TAREAS POR HACER
- A) Responde estas preguntas sobre el texto acerca de la felicidad navideña:
(i) Según el texto, ¿qué motivo daban las madres y los padres progresistas para llorar ante la salida del clóset de sus hijes?
(ii) ¿Qué nombre le dio Berlant al apego a una idea de bienestar inalcanzable?
(iii) ¿Con qué frase termina el último párrafo?
- B) ¿Puedes resumir en menos palabras el párrafo del texto sobre la felicidad navideña que comienza con "La felicidad que se vende en diciembre", conservando sus datos principales?
- C) ¿Podrías duplicar sin cambios la parte del texto sobre la felicidad navideña que empieza con las palabras "El resto conviene" y termina con "clima. Es Navidad."?

SECCIÓN DE TEXTO
⁂

Durante años, madres y padres bienpensantes —madres y padres progresistas a quienes queremos— lloraron frente a la salida del clóset de sus hijes. No porque creyeran que ser gay, lesbiana, trans, travesti o no binarie estuviera mal, sino porque “el mundo es cruel” y lo único que desean para unx hijx es que sea feliz. Así se vuelve invisible la norma: cuando aceptamos que hay cuerpos para los que la felicidad está vedada. Y que, en lugar de cambiar el mundo, convendría cambiar el cuerpo.

La felicidad que se vende en diciembre —entre nieve falsa y comidas hipercalóricas en pleno verano, si es que hay algo para poner en la mesa— es una promesa estandarizada. Ahí aparece con nitidez lo que Berlant llamó optimismo cruel: el apego a una idea de bienestar que no sólo es inalcanzable para la mayoría, sino que además nos responsabiliza por no alcanzarla. Si no sos feliz, algo hiciste mal. No te esforzaste. No te adaptaste. No elegiste bien. ¿De qué otra cosa se habla en las grandes mesas navideñas sino de cuánto tenés, qué lograste, qué acumulaste?

El resto conviene dejarlo fuera de la mesa: el malestar frente al mal gobierno, los duelos ajenos, los muertos lejanos, los genocidios que no entran en la sobremesa, los despidos que no son propios, la violencia policial cotidiana, la precarización naturalizada. No mires. No preguntes. No arruines el clima. Es Navidad.

⁂

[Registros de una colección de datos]
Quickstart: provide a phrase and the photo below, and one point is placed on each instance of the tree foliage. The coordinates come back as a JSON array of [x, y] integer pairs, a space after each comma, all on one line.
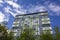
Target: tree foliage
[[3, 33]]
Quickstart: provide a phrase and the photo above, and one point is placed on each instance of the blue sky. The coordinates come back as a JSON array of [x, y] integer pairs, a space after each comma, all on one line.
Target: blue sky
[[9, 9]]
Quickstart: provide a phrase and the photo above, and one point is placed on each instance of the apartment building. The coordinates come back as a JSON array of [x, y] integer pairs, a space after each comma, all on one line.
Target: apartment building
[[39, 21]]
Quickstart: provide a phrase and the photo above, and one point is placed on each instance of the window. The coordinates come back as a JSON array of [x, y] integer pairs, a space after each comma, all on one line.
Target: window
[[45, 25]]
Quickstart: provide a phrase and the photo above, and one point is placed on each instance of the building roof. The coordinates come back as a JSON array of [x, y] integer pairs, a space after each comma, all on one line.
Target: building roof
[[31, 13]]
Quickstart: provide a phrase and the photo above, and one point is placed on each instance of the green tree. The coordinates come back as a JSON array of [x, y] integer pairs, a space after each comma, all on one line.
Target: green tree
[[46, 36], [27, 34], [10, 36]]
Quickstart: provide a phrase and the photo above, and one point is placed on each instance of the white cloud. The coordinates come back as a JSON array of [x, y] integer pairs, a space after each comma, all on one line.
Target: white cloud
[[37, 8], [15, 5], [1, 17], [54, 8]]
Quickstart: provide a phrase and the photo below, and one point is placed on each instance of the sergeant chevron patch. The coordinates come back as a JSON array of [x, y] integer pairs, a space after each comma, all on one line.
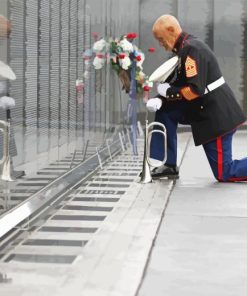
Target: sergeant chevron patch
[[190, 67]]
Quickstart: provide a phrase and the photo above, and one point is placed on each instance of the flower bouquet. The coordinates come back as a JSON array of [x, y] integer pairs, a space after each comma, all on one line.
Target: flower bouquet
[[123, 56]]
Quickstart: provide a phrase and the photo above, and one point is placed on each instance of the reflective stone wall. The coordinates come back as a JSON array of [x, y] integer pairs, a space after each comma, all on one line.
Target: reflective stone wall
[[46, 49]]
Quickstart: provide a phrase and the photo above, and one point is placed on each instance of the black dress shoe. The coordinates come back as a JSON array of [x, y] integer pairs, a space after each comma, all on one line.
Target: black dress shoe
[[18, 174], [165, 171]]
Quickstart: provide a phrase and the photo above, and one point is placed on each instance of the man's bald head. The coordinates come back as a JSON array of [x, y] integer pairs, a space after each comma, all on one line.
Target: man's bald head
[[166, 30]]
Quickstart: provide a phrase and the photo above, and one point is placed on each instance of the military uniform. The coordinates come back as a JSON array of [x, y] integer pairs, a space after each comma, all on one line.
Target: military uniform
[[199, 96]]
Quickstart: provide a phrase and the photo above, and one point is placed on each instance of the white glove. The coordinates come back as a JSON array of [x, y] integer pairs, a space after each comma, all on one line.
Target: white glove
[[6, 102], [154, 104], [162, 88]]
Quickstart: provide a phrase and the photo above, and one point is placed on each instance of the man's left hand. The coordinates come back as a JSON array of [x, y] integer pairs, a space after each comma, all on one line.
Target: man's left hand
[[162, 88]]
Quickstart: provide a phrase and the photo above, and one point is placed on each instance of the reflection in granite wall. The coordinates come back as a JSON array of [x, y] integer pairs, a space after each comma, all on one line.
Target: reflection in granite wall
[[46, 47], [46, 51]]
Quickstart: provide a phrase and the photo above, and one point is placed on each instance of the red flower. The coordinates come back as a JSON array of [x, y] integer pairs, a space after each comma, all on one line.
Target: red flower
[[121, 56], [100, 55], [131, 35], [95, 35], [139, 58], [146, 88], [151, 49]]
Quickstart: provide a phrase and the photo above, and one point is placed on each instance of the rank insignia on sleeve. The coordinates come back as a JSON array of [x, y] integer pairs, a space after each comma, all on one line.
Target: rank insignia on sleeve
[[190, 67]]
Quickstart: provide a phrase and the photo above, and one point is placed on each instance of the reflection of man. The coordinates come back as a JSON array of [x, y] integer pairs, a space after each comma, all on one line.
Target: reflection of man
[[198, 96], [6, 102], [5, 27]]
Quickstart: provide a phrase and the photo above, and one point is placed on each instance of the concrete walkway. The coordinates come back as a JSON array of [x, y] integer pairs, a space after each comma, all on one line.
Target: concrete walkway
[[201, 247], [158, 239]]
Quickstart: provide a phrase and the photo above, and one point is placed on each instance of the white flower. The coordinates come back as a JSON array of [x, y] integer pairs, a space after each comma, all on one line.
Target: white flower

⁂

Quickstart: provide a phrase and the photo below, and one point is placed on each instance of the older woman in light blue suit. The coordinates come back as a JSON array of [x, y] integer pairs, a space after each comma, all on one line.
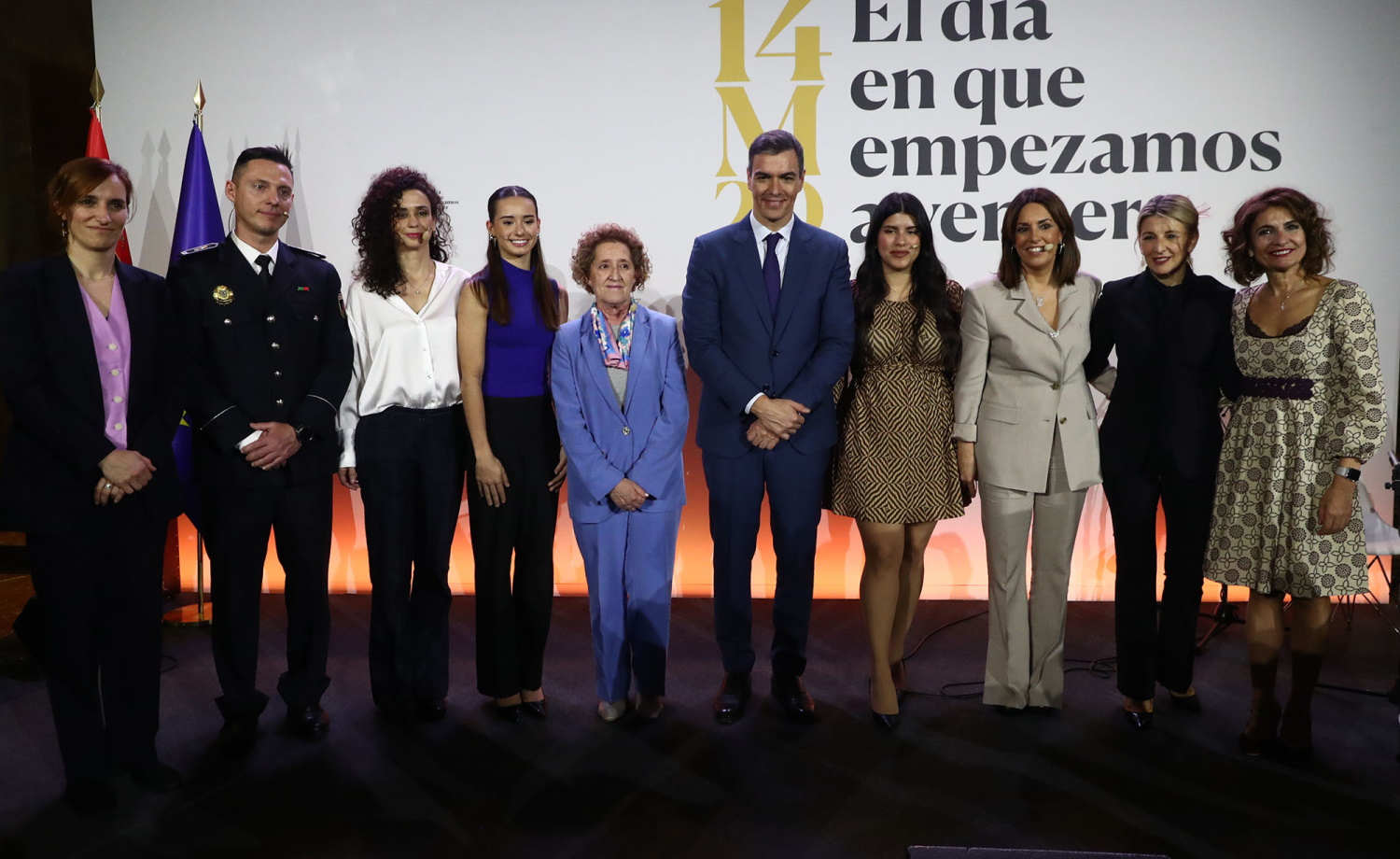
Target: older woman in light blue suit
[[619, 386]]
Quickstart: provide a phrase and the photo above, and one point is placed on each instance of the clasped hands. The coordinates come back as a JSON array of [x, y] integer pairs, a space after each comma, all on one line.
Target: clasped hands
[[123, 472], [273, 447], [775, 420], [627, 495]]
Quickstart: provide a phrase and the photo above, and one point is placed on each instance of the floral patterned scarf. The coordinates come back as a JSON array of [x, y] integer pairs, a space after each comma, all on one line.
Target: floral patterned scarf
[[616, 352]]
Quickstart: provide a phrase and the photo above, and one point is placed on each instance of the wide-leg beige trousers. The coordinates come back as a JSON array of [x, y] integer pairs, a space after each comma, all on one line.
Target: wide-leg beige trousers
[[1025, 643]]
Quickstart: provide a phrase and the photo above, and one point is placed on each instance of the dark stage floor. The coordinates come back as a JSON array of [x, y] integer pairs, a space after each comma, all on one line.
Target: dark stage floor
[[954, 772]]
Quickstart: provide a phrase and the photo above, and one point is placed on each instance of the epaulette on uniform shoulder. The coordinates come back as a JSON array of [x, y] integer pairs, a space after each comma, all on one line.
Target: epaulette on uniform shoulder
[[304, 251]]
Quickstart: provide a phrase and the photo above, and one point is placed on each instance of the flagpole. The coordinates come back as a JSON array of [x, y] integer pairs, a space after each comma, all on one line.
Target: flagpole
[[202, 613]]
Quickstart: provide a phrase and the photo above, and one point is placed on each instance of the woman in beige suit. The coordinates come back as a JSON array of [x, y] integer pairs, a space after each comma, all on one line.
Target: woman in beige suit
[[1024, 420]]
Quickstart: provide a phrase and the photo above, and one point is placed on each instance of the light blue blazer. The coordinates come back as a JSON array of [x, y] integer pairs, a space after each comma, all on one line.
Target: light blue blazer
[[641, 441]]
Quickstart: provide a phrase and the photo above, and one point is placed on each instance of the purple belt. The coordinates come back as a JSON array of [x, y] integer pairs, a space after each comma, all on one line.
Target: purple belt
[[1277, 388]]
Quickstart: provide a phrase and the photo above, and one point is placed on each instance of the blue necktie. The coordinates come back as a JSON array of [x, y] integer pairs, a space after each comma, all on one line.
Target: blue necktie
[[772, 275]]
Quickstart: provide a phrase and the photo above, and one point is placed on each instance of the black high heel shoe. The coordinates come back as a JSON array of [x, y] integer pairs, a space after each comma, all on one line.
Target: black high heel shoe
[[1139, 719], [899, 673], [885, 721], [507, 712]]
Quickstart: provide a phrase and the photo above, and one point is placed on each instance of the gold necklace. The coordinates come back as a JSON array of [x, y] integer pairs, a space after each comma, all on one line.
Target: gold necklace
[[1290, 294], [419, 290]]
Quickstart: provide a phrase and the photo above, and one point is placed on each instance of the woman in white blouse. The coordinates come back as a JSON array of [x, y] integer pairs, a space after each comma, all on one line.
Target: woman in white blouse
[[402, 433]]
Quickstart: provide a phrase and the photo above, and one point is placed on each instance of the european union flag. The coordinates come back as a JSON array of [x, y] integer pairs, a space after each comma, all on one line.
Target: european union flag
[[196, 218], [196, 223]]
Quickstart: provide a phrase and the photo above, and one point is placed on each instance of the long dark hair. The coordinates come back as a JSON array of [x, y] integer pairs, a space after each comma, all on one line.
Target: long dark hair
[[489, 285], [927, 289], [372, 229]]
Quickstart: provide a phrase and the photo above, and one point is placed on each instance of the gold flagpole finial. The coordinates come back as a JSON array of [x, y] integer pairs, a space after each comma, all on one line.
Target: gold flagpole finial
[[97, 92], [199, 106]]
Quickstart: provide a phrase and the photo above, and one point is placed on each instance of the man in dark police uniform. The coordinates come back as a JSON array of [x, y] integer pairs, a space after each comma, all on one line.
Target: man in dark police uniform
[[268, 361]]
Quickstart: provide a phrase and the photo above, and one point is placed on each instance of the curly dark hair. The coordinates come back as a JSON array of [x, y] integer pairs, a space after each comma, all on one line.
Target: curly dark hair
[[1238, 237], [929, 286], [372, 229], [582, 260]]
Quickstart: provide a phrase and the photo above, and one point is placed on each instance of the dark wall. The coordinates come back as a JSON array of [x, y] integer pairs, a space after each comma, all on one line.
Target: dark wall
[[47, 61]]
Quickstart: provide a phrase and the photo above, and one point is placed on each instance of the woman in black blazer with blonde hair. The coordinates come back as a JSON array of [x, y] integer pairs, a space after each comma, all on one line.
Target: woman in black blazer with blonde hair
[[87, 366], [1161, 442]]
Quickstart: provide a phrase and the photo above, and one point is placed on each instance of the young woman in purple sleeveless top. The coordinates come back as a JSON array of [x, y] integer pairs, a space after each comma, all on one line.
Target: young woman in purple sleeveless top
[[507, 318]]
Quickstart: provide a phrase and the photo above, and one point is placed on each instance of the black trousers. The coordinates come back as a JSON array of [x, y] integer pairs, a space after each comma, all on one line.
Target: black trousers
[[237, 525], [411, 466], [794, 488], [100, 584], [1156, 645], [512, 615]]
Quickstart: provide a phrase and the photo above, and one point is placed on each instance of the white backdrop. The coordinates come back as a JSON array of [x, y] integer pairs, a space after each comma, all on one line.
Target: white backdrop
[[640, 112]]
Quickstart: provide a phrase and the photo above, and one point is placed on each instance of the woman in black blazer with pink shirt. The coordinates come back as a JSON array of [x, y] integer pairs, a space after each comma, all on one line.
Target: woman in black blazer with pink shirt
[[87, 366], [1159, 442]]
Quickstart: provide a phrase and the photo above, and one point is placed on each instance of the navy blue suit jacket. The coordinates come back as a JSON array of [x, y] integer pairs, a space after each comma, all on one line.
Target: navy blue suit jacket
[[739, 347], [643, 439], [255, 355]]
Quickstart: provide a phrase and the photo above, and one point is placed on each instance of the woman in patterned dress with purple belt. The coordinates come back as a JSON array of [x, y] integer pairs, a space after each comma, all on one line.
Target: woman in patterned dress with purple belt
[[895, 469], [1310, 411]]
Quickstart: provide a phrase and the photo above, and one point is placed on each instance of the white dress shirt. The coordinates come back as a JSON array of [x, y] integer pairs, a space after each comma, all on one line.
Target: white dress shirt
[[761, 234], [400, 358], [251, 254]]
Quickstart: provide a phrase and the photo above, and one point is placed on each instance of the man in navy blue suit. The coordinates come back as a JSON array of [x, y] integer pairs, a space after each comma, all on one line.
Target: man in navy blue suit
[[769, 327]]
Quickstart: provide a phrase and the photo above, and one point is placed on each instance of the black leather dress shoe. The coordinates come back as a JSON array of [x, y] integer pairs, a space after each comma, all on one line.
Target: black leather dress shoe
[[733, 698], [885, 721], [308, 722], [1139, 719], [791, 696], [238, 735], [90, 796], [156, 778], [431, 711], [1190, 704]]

⁂

RESPUESTAS POR TAREA
- A)
(i) Que "el mundo es cruel" y que lo único que desean para unx hijx es que sea feliz.
(ii) Optimismo cruel.
(iii) "Es Navidad."

- B) La felicidad que se vende en diciembre es una promesa estandarizada. En ella se ve con claridad el optimismo cruel descrito por Berlant: el apego a un bienestar inalcanzable para la mayoría, que además nos hace responsables de no lograrlo. Si no sos feliz, algo hiciste mal. En las grandes mesas navideñas se habla, sobre todo, de cuánto tenés, qué lograste y qué acumulaste.

- C)
El resto conviene dejarlo fuera de la mesa: el malestar frente al mal gobierno, los duelos ajenos, los muertos lejanos, los genocidios que no entran en la sobremesa, los despidos que no son propios, la violencia policial cotidiana, la precarización naturalizada. No mires. No preguntes. No arruines el clima. Es Navidad.